● **Exercise requirements**
Update the material starting at the line that contains "of the brown" and ending at the line that contains "133], [209, 123]]", putting "pavement" in place of "concrete" wherever it occurs and keeping everything else the same.

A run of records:
────

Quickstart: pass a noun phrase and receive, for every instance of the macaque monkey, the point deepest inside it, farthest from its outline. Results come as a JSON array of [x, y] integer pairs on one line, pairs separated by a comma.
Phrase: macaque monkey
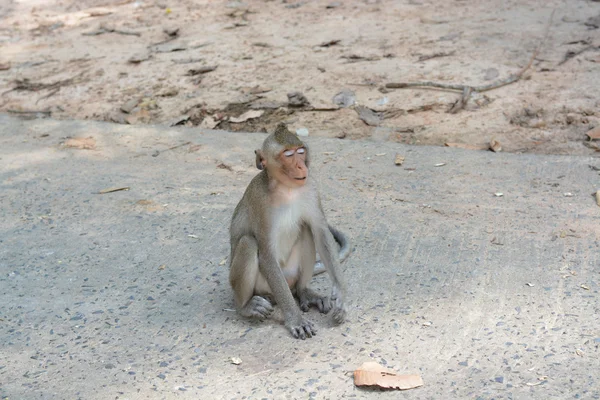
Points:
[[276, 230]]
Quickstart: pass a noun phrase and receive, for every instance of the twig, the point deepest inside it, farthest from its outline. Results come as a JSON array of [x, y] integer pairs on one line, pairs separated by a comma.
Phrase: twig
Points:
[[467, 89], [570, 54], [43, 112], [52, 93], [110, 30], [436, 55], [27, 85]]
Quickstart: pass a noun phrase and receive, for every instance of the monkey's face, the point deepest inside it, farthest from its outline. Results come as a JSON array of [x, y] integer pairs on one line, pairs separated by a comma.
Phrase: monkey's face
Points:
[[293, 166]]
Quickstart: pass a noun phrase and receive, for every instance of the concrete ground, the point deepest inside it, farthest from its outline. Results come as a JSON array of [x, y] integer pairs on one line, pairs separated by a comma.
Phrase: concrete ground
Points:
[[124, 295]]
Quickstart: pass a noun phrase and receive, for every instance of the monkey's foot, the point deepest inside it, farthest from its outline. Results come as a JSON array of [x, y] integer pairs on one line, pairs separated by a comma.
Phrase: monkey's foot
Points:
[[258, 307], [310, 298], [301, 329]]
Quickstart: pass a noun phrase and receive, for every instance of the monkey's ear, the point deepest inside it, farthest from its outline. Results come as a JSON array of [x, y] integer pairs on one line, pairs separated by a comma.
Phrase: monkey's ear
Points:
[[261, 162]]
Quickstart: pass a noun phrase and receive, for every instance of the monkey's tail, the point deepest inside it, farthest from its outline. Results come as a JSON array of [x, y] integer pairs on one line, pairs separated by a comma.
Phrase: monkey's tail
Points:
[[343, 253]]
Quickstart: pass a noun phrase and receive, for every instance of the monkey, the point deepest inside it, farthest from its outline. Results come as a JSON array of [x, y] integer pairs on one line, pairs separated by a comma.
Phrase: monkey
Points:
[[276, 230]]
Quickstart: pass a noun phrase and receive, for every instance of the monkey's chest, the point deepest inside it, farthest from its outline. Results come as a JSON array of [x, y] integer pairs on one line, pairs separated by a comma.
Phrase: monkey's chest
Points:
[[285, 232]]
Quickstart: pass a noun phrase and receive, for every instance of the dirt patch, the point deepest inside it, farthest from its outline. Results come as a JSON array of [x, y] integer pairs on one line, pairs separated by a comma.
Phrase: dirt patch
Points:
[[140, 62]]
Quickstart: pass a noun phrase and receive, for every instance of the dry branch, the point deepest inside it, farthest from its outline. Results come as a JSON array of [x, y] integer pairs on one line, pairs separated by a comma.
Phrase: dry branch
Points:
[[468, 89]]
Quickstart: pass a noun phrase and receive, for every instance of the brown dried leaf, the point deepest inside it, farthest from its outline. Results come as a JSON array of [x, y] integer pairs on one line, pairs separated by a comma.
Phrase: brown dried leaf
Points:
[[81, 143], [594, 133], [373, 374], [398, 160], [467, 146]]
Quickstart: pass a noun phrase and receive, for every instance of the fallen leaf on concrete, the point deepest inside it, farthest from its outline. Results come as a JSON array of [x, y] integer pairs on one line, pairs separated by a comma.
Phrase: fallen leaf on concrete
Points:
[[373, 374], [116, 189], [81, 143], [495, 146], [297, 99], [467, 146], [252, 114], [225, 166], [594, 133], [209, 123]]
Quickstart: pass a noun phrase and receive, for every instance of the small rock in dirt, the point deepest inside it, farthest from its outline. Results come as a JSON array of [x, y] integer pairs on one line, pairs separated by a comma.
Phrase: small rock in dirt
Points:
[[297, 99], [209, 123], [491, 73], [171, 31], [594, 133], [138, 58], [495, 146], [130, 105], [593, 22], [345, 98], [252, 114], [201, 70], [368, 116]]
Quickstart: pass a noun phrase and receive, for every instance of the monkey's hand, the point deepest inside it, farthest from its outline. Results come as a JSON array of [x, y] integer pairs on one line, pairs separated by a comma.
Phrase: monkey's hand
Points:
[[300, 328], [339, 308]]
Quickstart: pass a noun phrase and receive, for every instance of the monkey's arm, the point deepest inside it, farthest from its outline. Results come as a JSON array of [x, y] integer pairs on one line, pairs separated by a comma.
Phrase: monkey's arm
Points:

────

● **Complete response**
Quickstart: pass a noun phrase and receive, for every instance of the brown dried leaf, the point deepest inside it, farthest from its outline. Results come as a JSON array of [x, y] integer pairs on one line, pairs separated by a comma.
Phrase: brown dried leaf
Points:
[[81, 143], [594, 133], [373, 374], [398, 160], [467, 146]]
Quickstart: pass a noun phrase and receive, for every instance of the fallen leaf on pavement, the point deepest inside it, farthest from its outline. Results come as a JSON array of [x, y] integer pairs on one line, pairs separated by a comma.
Phrase: fallen leaf on pavement
Points:
[[373, 374], [116, 189], [81, 143], [495, 146], [297, 99], [467, 146], [252, 114], [225, 166], [594, 133], [209, 123]]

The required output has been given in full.